● **TEXTO DE LECTURA**
___

Lo que no hizo la comisión Winograd fue cuestionar la misma decisión de responder a la captura de dos soldados por Hizbolá con un asalto a gran escala sobre Líbano. No se atreve a decir que la invasión no estuviera justificada. Hasta valora con sumo cuidado el uso indiscriminado de bombas de racimo, por las que sigue muriendo gente en el sur de Líbano. Aunque admite que su uso no es conforme al derecho internacional, tan sólo recomienda que se reconsidere en el futuro si deben continuar utilizándose en una guerra.
La ausencia más flagrante es la falta de interés en valorar el daño causado a Líbano y a su población. La sistemática destrucción de su infraestructura civil, incluso en zonas sin presencia de Hizbolá, no parece haber alarmado a la comisión. Los 1.200 libaneses muertos, la mayoría de ellos civiles, quizá aparezcan en alguna anotación a pie de página, pero no muchos la han detectado. Por eso, el primer ministro libanés ha dicho que el informe “no menciona las matanzas de civiles (…) ni la inmensa destrucción de la infraestructura, la mayor parte de la cual eran hospitales, colegios, centros religiosos, puentes y viviendas”, ha dicho Fuad Siniora.
¿Por qué no se habla de esto? “No creemos apropiado tratar de asuntos que son parte de la guerra de propaganda contra el Estado”, reza el informe.
Hay algo intrínsecamente inmoral en enjuiciar una acción militar sin reparar en sus consecuencias sobre la población civil. Es lógico que los miembros de la comisión presten más atención a la suerte de los civiles israelíes que sufrían el ataque de los cohetes Katyusha que a los habitantes de un país extranjero. Pero negarse a cuestionar los efectos de una campaña indiscriminada de bombardeos aéreos revela que los distinguidos integrantes de la comisión presidida por Eliyahud Winograd, juez retirado del Tribunal Supremo, consideran que esas bajas civiles supusieron un coste asumible o inevitable, un punto de vista no muy diferente al de los dirigentes de Hizbolá que justifican sus ataques sobre las poblaciones del Norte de Israel.

___

● **LÍNEAS FACILITADAS**
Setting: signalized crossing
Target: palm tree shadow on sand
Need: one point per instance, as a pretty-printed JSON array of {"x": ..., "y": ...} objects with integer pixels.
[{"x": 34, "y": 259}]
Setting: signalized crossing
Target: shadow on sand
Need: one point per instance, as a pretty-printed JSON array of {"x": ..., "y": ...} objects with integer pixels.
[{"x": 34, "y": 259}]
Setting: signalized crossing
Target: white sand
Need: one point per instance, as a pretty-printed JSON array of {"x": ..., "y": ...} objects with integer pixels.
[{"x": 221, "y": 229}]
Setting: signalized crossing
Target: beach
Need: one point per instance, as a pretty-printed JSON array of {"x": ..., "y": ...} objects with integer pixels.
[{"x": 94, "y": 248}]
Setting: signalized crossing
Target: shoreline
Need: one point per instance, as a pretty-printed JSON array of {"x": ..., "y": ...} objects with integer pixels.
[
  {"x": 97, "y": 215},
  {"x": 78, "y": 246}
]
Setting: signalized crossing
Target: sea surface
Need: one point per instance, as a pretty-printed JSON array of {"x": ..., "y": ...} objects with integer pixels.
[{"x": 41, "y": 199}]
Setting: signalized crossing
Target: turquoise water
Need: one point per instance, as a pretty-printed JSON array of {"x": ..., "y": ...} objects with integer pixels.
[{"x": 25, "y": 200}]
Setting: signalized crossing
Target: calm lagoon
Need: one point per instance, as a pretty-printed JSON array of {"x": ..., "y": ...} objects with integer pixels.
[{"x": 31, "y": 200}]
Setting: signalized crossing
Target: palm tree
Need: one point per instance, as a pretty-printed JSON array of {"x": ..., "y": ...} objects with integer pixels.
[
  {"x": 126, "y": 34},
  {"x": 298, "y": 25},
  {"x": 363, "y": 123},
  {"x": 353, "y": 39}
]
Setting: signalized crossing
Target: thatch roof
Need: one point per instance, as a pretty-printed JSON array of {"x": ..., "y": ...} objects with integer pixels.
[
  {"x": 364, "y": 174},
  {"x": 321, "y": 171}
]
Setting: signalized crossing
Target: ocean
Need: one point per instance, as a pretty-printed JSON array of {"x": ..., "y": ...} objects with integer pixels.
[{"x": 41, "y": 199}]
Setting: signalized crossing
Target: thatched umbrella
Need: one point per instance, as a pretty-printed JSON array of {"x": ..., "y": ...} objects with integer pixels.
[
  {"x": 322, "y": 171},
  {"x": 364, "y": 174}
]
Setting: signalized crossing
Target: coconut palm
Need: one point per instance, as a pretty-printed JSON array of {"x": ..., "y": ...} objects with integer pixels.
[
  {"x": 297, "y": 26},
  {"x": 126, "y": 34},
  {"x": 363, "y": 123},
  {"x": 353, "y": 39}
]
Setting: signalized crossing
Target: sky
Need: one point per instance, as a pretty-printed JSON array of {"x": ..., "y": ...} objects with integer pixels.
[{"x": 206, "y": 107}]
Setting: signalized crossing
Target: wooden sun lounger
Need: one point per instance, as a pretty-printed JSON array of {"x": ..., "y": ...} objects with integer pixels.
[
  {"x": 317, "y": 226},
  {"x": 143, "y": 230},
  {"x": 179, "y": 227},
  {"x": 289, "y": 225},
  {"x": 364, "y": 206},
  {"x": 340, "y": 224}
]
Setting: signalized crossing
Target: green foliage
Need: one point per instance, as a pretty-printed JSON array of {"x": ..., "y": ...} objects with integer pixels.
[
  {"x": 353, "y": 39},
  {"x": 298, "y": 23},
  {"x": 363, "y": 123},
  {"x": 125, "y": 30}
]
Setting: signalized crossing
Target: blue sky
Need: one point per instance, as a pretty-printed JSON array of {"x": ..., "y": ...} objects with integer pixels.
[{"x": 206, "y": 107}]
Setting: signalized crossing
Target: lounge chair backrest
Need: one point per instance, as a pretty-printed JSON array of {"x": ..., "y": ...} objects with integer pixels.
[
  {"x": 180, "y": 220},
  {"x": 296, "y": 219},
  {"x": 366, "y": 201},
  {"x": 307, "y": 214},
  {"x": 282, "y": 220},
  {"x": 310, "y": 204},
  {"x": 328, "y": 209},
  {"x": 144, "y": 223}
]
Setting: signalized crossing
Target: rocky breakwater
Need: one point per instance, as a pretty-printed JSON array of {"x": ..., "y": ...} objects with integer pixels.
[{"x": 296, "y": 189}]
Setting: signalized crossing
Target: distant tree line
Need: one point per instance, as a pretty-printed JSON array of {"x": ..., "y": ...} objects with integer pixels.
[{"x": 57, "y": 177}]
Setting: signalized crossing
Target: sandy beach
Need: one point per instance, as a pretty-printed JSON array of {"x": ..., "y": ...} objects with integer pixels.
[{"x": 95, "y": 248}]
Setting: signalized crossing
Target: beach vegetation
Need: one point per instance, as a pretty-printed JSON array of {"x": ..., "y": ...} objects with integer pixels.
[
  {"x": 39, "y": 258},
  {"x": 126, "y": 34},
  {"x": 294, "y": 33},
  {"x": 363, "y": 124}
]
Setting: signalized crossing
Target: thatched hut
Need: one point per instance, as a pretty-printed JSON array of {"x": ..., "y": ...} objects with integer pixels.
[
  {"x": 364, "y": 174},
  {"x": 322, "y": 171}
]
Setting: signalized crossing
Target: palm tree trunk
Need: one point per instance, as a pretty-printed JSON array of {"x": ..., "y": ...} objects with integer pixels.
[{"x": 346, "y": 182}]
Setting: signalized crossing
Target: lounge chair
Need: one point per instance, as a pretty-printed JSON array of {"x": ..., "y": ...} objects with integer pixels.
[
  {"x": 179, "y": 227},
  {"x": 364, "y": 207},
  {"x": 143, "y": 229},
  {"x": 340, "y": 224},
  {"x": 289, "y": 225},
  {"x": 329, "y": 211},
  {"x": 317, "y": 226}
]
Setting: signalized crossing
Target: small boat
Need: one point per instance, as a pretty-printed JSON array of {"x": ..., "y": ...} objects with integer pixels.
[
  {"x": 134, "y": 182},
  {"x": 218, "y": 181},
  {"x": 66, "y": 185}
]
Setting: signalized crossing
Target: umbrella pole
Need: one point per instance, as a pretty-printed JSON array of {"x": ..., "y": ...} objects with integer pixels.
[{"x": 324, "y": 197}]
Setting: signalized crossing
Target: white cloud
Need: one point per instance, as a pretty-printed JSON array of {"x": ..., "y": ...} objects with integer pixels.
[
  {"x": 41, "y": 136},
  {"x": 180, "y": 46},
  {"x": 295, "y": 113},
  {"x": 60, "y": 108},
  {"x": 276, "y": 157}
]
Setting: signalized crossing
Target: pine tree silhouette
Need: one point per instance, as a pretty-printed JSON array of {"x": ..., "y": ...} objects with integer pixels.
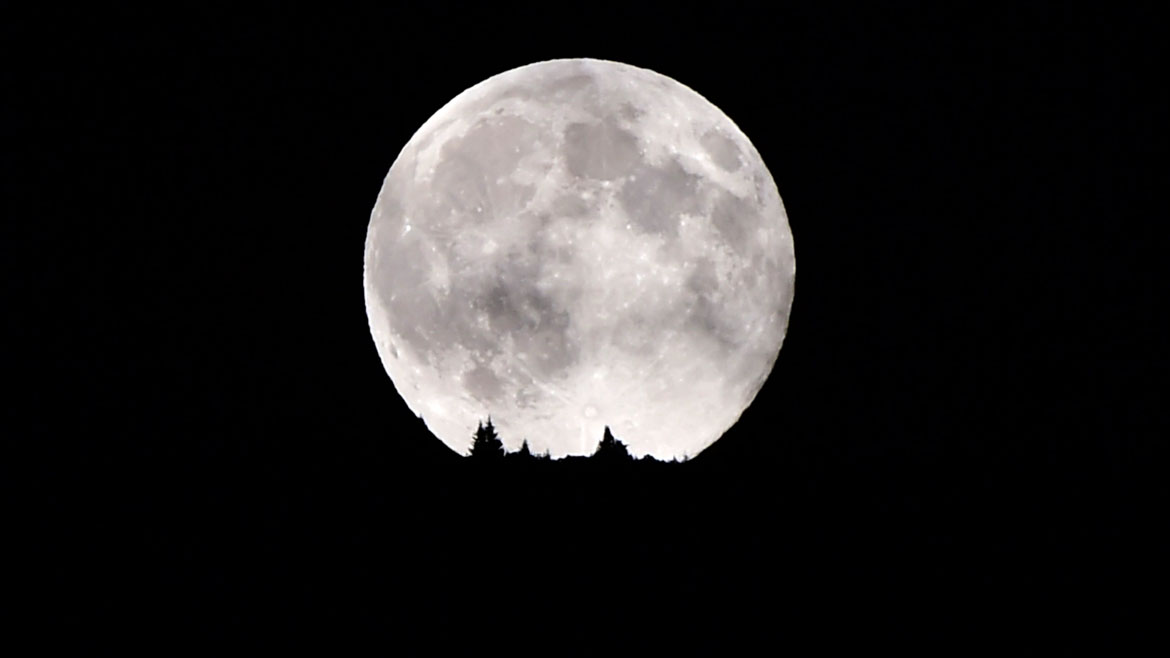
[
  {"x": 611, "y": 450},
  {"x": 487, "y": 444}
]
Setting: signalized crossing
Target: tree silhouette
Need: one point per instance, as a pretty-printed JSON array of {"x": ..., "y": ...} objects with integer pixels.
[
  {"x": 487, "y": 444},
  {"x": 611, "y": 450}
]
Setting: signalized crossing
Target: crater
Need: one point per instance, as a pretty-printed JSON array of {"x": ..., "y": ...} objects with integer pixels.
[
  {"x": 483, "y": 384},
  {"x": 735, "y": 219},
  {"x": 600, "y": 151},
  {"x": 722, "y": 149},
  {"x": 655, "y": 197}
]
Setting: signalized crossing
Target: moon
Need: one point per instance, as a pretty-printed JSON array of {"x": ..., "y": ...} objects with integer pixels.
[{"x": 576, "y": 245}]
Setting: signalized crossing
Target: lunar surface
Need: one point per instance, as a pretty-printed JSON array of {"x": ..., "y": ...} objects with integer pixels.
[{"x": 573, "y": 245}]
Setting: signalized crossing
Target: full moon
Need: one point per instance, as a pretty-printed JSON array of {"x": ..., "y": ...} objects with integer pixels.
[{"x": 576, "y": 245}]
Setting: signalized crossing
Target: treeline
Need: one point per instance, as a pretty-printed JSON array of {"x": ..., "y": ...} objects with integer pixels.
[{"x": 487, "y": 446}]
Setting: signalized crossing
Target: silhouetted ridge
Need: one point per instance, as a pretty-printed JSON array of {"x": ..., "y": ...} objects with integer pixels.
[{"x": 487, "y": 445}]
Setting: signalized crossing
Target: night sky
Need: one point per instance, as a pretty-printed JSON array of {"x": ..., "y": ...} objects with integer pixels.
[{"x": 951, "y": 450}]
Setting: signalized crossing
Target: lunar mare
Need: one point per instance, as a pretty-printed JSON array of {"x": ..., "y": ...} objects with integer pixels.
[{"x": 573, "y": 245}]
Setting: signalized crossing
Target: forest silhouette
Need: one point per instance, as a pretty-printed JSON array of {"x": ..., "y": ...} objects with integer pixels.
[{"x": 488, "y": 447}]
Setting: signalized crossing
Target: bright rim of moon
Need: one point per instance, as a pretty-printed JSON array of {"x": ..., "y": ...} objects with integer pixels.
[{"x": 573, "y": 245}]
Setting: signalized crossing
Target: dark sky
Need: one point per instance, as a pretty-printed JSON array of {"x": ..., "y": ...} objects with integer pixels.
[{"x": 951, "y": 447}]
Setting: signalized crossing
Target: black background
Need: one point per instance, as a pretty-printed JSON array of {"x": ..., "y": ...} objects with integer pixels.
[{"x": 950, "y": 451}]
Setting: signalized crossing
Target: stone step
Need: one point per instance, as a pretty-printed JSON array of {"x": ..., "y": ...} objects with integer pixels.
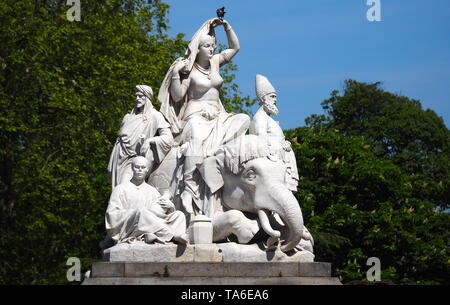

___

● **TAREA A**
Indica si cada afirmación coincide con el texto sobre la comisión Winograd y responde sí o no, citando literalmente las palabras del texto que lo deciden: (i) La comisión consideró que la invasión de Líbano no estaba justificada. (ii) La comisión admite que el uso de bombas de racimo no es conforme al derecho internacional. (iii) Quien presidió la comisión era un juez retirado del Tribunal Supremo.
● **TAREA B**
Prosigue el texto sobre la comisión Winograd a partir de su última frase.
Las líneas no se necesitan para nada de lo que aquí se pide.

● **RESPUESTA A**
(i) No: "No se atreve a decir que la invasión no estuviera justificada."
(ii) Sí: "Aunque admite que su uso no es conforme al derecho internacional".
(iii) Sí: "la comisión presidida por Eliyahud Winograd, juez retirado del Tribunal Supremo".

● **RESPUESTA B**
¿Era imprescindible ir a la guerra? El Gobierno de Ehud Olmert engañó a los israelíes haciéndoles creer que utilizaría a decenas de miles de tropas para encontrar a dos soldados a los que no podía localizar. Su auténtico objetivo era acabar con Hizbolá como fuera. La misma razón que dieron Begin y Sharon en la invasión de Líbano de 1982. Entonces destruyeron medio país para expulsar a la OLP y eliminarla hasta el fin de los tiempos. También vendieron a su opinión pública que la victoria estaba garantizada y que Israel no albergaba deseos de ocupar territorio libanés. El último soldado israelí no abandonó Líbano hasta 18 años más tarde.
La triste realidad es que el problema no se reduce a la actitud de los gobernantes ni de su mando militar. La militarización de la política israelí cambia de protagonistas y de escenario, pero no desaparece. Como ha explicado el periodista israelí Amnon Levy, la guerra fue una “operación suicida colectiva”, dirigida por el Gobierno, apoyada por los medios de comunicación y alentada por la mayoría de la opinión pública: “Todo el país se vio arrastrado a una fantasía absurda y pidió sangre. Y cuando la gente quiere sangre, el Gobierno se la concede”.
Y para dejar constancia de que no somos anti-semitas sino anti-sionistas - al igual que no somos anti-alemanes sino anti-nazis-, pondremos algo de su música (la Klezmer), interpretada por uno de los grupos que consigue ponerme la piel de gallina; Kroke, que significa Cracovia en yiddish.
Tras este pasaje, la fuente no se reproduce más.